■ INSTRUCTION: Rescale part of the data below, beginning at the line that has "Where can the man" and stopping after the line that has "[1042, 473]". Write those lines out again with their requests, multiplying every coordinate in the answers by 2.15 and rounding to whole numbers, with halves rounded up.
Begin THE INPUT
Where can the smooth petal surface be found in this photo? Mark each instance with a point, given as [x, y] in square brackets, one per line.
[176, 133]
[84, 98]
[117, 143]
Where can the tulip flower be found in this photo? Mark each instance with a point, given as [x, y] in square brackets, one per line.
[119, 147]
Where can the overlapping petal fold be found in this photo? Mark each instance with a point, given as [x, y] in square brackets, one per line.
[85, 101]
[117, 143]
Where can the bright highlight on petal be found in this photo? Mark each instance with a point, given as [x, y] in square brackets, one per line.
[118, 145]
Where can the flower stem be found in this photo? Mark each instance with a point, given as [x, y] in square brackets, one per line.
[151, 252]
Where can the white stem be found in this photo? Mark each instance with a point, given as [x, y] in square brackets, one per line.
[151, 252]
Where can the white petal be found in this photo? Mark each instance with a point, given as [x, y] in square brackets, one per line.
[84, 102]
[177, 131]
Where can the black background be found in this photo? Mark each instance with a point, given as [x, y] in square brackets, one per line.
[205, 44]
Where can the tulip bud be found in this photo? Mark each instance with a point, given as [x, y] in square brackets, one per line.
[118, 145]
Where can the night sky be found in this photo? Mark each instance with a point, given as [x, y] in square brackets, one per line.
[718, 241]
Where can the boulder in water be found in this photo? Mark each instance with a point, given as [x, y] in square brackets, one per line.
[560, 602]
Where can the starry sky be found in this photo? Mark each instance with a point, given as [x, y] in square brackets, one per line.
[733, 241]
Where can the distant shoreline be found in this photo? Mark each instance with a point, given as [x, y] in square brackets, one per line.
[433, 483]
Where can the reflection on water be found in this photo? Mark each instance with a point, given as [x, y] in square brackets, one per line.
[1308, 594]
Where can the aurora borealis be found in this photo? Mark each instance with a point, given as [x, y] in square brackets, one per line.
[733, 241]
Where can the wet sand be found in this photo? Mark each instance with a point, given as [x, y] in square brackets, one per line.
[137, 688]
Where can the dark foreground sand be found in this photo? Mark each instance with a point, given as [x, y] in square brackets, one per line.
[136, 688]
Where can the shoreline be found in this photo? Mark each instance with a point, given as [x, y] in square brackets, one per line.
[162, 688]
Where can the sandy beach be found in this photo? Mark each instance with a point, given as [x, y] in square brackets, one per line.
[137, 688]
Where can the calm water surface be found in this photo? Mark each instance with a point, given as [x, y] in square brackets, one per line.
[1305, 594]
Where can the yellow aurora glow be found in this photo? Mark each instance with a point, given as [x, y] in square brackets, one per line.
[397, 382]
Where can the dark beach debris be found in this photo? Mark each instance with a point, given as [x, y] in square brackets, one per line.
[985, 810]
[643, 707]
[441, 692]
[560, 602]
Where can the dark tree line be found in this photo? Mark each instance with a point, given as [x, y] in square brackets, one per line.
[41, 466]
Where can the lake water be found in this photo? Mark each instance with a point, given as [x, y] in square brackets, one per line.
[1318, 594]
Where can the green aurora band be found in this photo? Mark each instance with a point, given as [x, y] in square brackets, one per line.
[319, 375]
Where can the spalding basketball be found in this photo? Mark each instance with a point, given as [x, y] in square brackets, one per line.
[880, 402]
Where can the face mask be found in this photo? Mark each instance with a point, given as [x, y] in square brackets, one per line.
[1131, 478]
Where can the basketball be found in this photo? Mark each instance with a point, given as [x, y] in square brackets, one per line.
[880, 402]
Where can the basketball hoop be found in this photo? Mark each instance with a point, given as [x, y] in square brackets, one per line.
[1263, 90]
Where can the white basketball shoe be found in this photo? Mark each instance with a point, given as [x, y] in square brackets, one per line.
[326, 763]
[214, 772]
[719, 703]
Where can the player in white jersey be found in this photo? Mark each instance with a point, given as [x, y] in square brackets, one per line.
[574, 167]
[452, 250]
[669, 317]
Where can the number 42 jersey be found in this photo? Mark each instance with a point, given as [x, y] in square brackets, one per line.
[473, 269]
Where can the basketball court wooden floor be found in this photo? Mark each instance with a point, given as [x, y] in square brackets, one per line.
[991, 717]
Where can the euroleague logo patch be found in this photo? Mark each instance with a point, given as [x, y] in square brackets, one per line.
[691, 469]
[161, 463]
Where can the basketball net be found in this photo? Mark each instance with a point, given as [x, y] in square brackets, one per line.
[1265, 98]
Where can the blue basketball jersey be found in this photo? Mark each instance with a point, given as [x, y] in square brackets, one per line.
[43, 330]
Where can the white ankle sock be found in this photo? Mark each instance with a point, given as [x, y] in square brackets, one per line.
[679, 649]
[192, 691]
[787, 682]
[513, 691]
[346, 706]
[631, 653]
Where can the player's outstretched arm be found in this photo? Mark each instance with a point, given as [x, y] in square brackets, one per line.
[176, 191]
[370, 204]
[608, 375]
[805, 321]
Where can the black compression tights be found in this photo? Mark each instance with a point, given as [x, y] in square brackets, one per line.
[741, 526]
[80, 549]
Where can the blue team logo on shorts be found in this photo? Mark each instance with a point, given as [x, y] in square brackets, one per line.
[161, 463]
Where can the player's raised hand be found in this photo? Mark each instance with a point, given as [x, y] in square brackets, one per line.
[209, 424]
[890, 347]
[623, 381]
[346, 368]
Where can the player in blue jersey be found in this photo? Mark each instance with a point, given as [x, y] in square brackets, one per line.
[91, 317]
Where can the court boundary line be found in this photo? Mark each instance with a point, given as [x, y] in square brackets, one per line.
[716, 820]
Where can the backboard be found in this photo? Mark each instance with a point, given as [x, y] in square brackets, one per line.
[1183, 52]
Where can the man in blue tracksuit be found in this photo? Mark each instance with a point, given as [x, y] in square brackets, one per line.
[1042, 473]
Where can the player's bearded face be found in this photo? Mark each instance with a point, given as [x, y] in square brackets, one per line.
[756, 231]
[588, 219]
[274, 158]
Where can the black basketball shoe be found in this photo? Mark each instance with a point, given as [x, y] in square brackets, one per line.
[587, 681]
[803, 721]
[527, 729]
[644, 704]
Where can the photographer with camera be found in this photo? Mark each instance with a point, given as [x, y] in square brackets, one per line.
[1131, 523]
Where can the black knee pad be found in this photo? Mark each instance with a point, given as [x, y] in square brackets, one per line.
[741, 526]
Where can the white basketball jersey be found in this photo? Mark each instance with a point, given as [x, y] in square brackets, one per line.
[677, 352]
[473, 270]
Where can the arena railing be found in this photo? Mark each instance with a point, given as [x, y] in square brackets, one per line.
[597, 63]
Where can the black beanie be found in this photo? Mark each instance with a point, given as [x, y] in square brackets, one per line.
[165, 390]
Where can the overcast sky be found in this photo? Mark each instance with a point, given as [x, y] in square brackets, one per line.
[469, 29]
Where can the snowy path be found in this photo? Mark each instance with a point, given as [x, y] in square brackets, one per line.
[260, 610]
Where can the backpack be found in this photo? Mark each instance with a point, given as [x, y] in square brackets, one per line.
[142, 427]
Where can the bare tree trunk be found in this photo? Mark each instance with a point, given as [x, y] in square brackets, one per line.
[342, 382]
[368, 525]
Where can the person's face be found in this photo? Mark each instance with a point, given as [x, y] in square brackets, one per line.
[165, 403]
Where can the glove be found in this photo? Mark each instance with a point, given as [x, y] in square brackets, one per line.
End THE INPUT
■ REPLY:
Where can the man in blue tracksuit be found in this photo? Mark each instance with a point, given as [x, y] in square brackets, one per line.
[2240, 1017]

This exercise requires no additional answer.